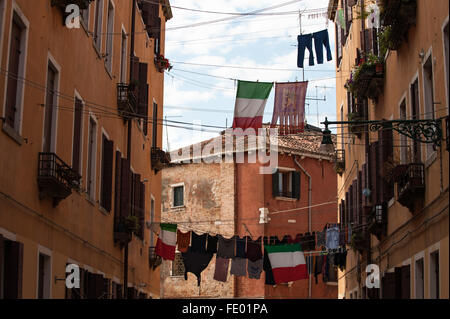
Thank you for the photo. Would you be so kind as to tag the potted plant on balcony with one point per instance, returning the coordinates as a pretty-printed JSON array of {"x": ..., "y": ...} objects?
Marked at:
[{"x": 162, "y": 63}]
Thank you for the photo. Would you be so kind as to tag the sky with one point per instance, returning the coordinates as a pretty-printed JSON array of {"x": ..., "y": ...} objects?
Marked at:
[{"x": 200, "y": 94}]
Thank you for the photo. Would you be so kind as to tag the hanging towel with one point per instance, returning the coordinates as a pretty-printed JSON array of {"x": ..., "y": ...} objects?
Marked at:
[
  {"x": 287, "y": 262},
  {"x": 269, "y": 280},
  {"x": 167, "y": 241},
  {"x": 254, "y": 268},
  {"x": 183, "y": 241},
  {"x": 321, "y": 39},
  {"x": 226, "y": 247},
  {"x": 241, "y": 243},
  {"x": 211, "y": 246},
  {"x": 304, "y": 42},
  {"x": 238, "y": 267},
  {"x": 254, "y": 252},
  {"x": 195, "y": 263},
  {"x": 221, "y": 271}
]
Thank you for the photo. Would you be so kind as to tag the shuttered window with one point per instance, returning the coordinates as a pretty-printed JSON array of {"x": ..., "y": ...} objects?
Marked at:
[
  {"x": 15, "y": 53},
  {"x": 77, "y": 133},
  {"x": 107, "y": 171}
]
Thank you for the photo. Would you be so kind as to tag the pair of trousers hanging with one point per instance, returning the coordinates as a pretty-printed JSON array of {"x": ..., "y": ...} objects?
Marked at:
[{"x": 321, "y": 39}]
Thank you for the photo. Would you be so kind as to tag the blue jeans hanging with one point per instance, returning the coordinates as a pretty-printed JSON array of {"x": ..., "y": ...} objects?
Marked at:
[
  {"x": 304, "y": 41},
  {"x": 321, "y": 39}
]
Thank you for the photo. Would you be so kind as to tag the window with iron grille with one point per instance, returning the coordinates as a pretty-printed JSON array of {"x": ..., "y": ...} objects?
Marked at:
[{"x": 177, "y": 266}]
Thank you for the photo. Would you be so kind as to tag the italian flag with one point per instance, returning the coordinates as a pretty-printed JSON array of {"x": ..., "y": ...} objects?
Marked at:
[
  {"x": 287, "y": 262},
  {"x": 167, "y": 241},
  {"x": 251, "y": 101}
]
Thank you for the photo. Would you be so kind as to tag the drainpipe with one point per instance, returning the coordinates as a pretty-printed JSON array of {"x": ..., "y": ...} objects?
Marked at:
[
  {"x": 125, "y": 257},
  {"x": 309, "y": 210}
]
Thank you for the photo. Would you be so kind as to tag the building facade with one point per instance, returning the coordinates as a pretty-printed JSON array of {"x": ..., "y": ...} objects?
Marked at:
[
  {"x": 393, "y": 191},
  {"x": 76, "y": 146},
  {"x": 228, "y": 198}
]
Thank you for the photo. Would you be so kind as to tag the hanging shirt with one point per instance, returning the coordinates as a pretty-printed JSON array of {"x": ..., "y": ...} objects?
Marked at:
[
  {"x": 226, "y": 247},
  {"x": 199, "y": 242},
  {"x": 254, "y": 251},
  {"x": 241, "y": 244},
  {"x": 195, "y": 262},
  {"x": 238, "y": 267},
  {"x": 221, "y": 271},
  {"x": 332, "y": 238},
  {"x": 183, "y": 241},
  {"x": 254, "y": 268},
  {"x": 211, "y": 246}
]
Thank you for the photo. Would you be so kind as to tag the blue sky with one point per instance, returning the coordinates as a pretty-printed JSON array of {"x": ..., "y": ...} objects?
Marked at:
[{"x": 198, "y": 94}]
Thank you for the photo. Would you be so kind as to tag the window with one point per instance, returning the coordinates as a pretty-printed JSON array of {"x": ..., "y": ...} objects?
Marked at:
[
  {"x": 419, "y": 282},
  {"x": 434, "y": 275},
  {"x": 109, "y": 37},
  {"x": 92, "y": 146},
  {"x": 11, "y": 265},
  {"x": 16, "y": 69},
  {"x": 77, "y": 133},
  {"x": 98, "y": 25},
  {"x": 107, "y": 167},
  {"x": 50, "y": 110},
  {"x": 152, "y": 218},
  {"x": 178, "y": 196},
  {"x": 403, "y": 142},
  {"x": 177, "y": 266},
  {"x": 428, "y": 97},
  {"x": 155, "y": 125},
  {"x": 44, "y": 276},
  {"x": 415, "y": 115},
  {"x": 286, "y": 184},
  {"x": 123, "y": 59}
]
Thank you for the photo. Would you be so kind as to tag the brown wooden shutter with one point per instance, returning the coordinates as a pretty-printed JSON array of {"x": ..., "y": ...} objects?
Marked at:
[
  {"x": 406, "y": 290},
  {"x": 125, "y": 189},
  {"x": 107, "y": 167},
  {"x": 117, "y": 187},
  {"x": 13, "y": 72}
]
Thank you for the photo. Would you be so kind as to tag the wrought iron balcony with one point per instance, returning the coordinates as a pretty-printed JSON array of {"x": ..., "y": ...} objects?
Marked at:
[
  {"x": 56, "y": 179},
  {"x": 126, "y": 99},
  {"x": 159, "y": 159},
  {"x": 411, "y": 185}
]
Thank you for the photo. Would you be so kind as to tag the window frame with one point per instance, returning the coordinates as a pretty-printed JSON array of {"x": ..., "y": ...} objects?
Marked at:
[{"x": 17, "y": 16}]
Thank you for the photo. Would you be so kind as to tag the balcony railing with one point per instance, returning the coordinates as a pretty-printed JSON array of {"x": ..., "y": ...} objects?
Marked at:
[
  {"x": 126, "y": 99},
  {"x": 56, "y": 179},
  {"x": 339, "y": 162},
  {"x": 411, "y": 185}
]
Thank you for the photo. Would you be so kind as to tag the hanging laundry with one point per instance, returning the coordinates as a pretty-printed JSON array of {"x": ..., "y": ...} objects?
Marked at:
[
  {"x": 226, "y": 247},
  {"x": 332, "y": 238},
  {"x": 318, "y": 264},
  {"x": 287, "y": 262},
  {"x": 195, "y": 262},
  {"x": 320, "y": 238},
  {"x": 304, "y": 42},
  {"x": 255, "y": 268},
  {"x": 167, "y": 241},
  {"x": 241, "y": 243},
  {"x": 289, "y": 107},
  {"x": 321, "y": 39},
  {"x": 238, "y": 267},
  {"x": 254, "y": 251},
  {"x": 198, "y": 242},
  {"x": 221, "y": 271},
  {"x": 269, "y": 280},
  {"x": 183, "y": 241},
  {"x": 211, "y": 246},
  {"x": 251, "y": 101}
]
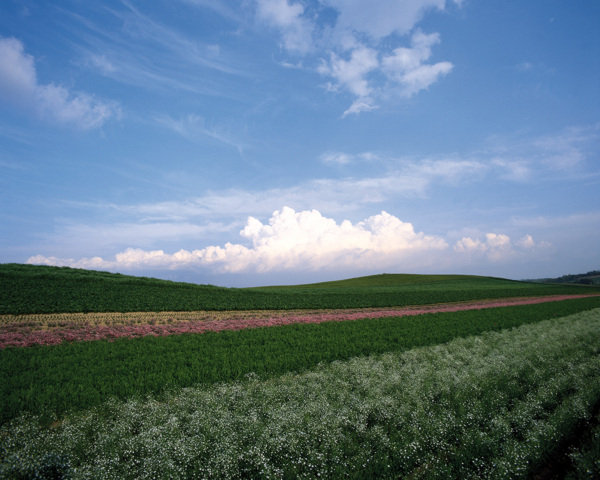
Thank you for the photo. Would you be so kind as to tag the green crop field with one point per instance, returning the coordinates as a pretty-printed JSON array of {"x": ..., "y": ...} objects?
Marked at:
[
  {"x": 28, "y": 289},
  {"x": 494, "y": 393}
]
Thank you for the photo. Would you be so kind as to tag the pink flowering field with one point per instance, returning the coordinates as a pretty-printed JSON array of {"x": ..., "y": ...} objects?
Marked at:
[{"x": 29, "y": 330}]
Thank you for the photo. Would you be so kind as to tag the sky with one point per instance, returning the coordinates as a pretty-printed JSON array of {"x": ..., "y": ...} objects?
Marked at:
[{"x": 266, "y": 142}]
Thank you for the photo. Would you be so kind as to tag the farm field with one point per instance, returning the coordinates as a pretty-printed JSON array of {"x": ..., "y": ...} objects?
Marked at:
[
  {"x": 380, "y": 377},
  {"x": 29, "y": 289}
]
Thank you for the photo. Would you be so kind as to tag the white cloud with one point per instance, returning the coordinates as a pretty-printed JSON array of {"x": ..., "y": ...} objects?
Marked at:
[
  {"x": 194, "y": 127},
  {"x": 406, "y": 65},
  {"x": 497, "y": 246},
  {"x": 382, "y": 18},
  {"x": 353, "y": 47},
  {"x": 19, "y": 86},
  {"x": 296, "y": 30},
  {"x": 351, "y": 73},
  {"x": 291, "y": 240}
]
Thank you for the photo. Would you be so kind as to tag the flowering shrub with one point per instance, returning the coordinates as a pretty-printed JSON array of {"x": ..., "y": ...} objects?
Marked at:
[
  {"x": 76, "y": 375},
  {"x": 492, "y": 406}
]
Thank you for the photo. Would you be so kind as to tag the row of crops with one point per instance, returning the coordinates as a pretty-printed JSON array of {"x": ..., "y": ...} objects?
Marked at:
[
  {"x": 52, "y": 380},
  {"x": 494, "y": 405},
  {"x": 29, "y": 289}
]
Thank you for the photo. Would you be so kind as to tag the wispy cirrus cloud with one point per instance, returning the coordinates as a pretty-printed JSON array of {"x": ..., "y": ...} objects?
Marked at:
[
  {"x": 195, "y": 128},
  {"x": 133, "y": 48},
  {"x": 19, "y": 86},
  {"x": 353, "y": 49}
]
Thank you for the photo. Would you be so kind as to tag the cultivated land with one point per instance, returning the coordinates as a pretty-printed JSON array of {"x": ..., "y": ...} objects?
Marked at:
[{"x": 388, "y": 376}]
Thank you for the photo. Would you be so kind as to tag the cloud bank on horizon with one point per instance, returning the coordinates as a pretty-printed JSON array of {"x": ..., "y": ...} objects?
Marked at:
[
  {"x": 308, "y": 241},
  {"x": 208, "y": 139}
]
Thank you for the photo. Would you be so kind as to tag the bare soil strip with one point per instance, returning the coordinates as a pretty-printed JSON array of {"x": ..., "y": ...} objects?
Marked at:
[{"x": 53, "y": 329}]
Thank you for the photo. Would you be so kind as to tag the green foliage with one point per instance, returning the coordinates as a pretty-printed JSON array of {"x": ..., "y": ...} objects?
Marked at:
[
  {"x": 492, "y": 406},
  {"x": 52, "y": 380},
  {"x": 29, "y": 289}
]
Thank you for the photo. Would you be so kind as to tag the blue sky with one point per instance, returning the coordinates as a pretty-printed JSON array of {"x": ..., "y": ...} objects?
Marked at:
[{"x": 288, "y": 141}]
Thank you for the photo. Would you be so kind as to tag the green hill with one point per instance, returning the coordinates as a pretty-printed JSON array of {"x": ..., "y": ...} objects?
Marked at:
[{"x": 28, "y": 289}]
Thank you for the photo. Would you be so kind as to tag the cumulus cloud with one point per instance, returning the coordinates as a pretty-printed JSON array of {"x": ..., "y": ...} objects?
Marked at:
[
  {"x": 406, "y": 65},
  {"x": 19, "y": 86},
  {"x": 291, "y": 240},
  {"x": 497, "y": 246}
]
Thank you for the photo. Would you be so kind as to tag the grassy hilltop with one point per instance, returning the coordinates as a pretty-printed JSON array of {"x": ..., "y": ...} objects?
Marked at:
[
  {"x": 491, "y": 393},
  {"x": 30, "y": 289}
]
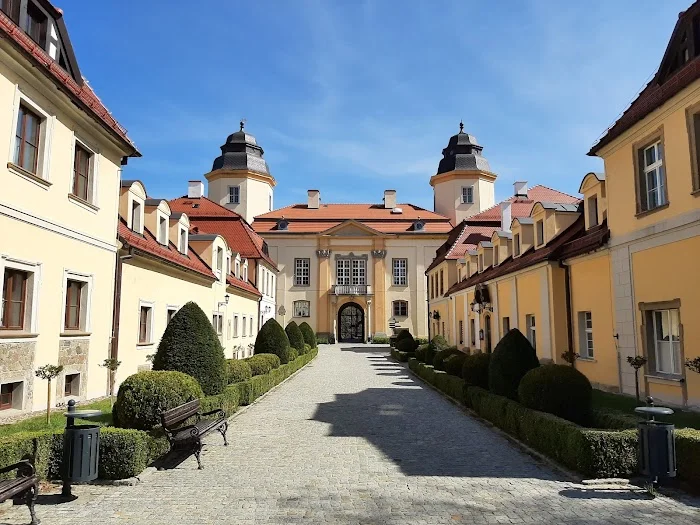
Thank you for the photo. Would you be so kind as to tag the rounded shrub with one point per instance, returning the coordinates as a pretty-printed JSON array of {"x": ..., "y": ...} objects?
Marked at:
[
  {"x": 272, "y": 339},
  {"x": 557, "y": 389},
  {"x": 296, "y": 339},
  {"x": 441, "y": 355},
  {"x": 190, "y": 345},
  {"x": 308, "y": 333},
  {"x": 261, "y": 364},
  {"x": 237, "y": 370},
  {"x": 143, "y": 396},
  {"x": 512, "y": 358},
  {"x": 475, "y": 370},
  {"x": 407, "y": 343},
  {"x": 454, "y": 364}
]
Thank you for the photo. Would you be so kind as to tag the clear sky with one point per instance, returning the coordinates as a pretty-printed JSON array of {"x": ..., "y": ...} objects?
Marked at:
[{"x": 353, "y": 97}]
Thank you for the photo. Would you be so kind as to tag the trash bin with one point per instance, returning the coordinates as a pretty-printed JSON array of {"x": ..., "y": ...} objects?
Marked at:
[
  {"x": 657, "y": 446},
  {"x": 81, "y": 448}
]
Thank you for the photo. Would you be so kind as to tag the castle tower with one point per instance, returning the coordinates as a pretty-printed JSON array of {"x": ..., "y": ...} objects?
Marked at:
[
  {"x": 240, "y": 178},
  {"x": 464, "y": 184}
]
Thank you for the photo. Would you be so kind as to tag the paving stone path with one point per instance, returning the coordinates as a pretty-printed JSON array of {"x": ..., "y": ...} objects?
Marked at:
[{"x": 355, "y": 439}]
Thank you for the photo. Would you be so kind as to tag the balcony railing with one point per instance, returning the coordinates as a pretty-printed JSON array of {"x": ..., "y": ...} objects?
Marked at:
[{"x": 352, "y": 289}]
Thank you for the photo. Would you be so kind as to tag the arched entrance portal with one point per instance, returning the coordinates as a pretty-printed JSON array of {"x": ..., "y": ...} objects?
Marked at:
[{"x": 351, "y": 324}]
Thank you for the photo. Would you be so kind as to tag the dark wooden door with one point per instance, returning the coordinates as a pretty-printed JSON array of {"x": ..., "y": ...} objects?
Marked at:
[{"x": 351, "y": 321}]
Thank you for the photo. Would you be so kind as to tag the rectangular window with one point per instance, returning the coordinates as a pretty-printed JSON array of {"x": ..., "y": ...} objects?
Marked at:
[
  {"x": 663, "y": 334},
  {"x": 72, "y": 385},
  {"x": 301, "y": 272},
  {"x": 234, "y": 194},
  {"x": 531, "y": 330},
  {"x": 81, "y": 172},
  {"x": 145, "y": 320},
  {"x": 14, "y": 299},
  {"x": 467, "y": 194},
  {"x": 506, "y": 325},
  {"x": 585, "y": 334},
  {"x": 400, "y": 308},
  {"x": 400, "y": 271},
  {"x": 74, "y": 292},
  {"x": 35, "y": 24},
  {"x": 651, "y": 178},
  {"x": 27, "y": 139},
  {"x": 302, "y": 308},
  {"x": 592, "y": 211}
]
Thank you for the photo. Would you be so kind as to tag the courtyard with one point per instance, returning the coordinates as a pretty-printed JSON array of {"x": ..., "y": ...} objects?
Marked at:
[{"x": 354, "y": 438}]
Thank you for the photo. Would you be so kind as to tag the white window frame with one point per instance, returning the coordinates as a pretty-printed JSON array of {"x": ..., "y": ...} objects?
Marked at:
[
  {"x": 149, "y": 324},
  {"x": 302, "y": 271},
  {"x": 234, "y": 197},
  {"x": 45, "y": 138},
  {"x": 34, "y": 282},
  {"x": 86, "y": 295},
  {"x": 400, "y": 271},
  {"x": 467, "y": 195},
  {"x": 298, "y": 308}
]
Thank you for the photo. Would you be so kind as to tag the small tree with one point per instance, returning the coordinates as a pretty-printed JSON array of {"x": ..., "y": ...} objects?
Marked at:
[
  {"x": 190, "y": 345},
  {"x": 111, "y": 364},
  {"x": 49, "y": 373},
  {"x": 636, "y": 362}
]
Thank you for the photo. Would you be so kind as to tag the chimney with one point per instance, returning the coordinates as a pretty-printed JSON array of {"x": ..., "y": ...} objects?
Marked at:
[
  {"x": 195, "y": 189},
  {"x": 505, "y": 216},
  {"x": 390, "y": 199},
  {"x": 520, "y": 188},
  {"x": 314, "y": 201}
]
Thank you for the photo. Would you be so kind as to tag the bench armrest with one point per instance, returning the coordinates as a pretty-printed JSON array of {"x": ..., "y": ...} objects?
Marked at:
[{"x": 25, "y": 468}]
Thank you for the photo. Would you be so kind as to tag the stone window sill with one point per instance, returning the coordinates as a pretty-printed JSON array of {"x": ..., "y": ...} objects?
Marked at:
[
  {"x": 83, "y": 203},
  {"x": 31, "y": 177},
  {"x": 16, "y": 334},
  {"x": 644, "y": 213}
]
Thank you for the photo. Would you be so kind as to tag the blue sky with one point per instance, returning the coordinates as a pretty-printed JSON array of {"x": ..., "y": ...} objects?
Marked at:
[{"x": 353, "y": 97}]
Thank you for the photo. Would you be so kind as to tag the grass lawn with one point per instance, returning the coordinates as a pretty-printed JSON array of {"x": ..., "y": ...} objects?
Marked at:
[
  {"x": 57, "y": 421},
  {"x": 626, "y": 405}
]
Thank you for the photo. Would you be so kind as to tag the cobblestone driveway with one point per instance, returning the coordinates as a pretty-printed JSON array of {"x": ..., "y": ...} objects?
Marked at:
[{"x": 354, "y": 439}]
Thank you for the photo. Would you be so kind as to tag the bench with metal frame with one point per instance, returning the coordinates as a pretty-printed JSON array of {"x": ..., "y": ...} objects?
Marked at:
[
  {"x": 182, "y": 436},
  {"x": 25, "y": 485}
]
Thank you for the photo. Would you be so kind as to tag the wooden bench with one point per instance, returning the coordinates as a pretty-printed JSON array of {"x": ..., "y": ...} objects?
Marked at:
[
  {"x": 26, "y": 485},
  {"x": 181, "y": 435}
]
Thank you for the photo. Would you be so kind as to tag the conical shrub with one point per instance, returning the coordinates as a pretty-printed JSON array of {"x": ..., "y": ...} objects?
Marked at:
[
  {"x": 296, "y": 338},
  {"x": 190, "y": 345},
  {"x": 309, "y": 335},
  {"x": 272, "y": 339},
  {"x": 512, "y": 358}
]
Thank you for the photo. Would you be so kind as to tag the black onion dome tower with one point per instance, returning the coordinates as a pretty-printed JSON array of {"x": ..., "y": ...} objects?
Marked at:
[
  {"x": 240, "y": 178},
  {"x": 464, "y": 183}
]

◇ ◇ ◇

Problem details
Here the output must be the lines above from the line with "the window frame" to the line with "the hanging laundry", both included, duplicated word for word and nothing else.

Reply to the exercise
Thank you for the photo. Would you be so kind as to tag the window frame with one point per instance, returning the coordinates as a pretty-printed JSON array of {"x": ..., "y": ...} objects?
Marked at:
[{"x": 17, "y": 16}]
Thank you for the photo. Would you be so kind as to tag the balcony railing with one point per instance, returning the coordinates as a pretty-printed JSON array of {"x": ..., "y": ...} objects?
Marked at:
[
  {"x": 126, "y": 99},
  {"x": 56, "y": 179},
  {"x": 339, "y": 162},
  {"x": 411, "y": 185}
]
Thank you for the photo. Would you be so kind as to tag the hanging laundry with one point per instance, returning the coordinates as a pretty-printed JSON array of {"x": ..., "y": ...} objects?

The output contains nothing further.